* _Your goal_: Transcribe the material below verbatim, keeping every line and character unchanged.

"""

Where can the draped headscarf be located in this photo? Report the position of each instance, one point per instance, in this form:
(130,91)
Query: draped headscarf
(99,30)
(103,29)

"""

* _The output_:
Where can the draped headscarf be located in this photo? Report the position of each instance, one point per instance, in this form:
(130,91)
Query: draped headscarf
(99,30)
(103,29)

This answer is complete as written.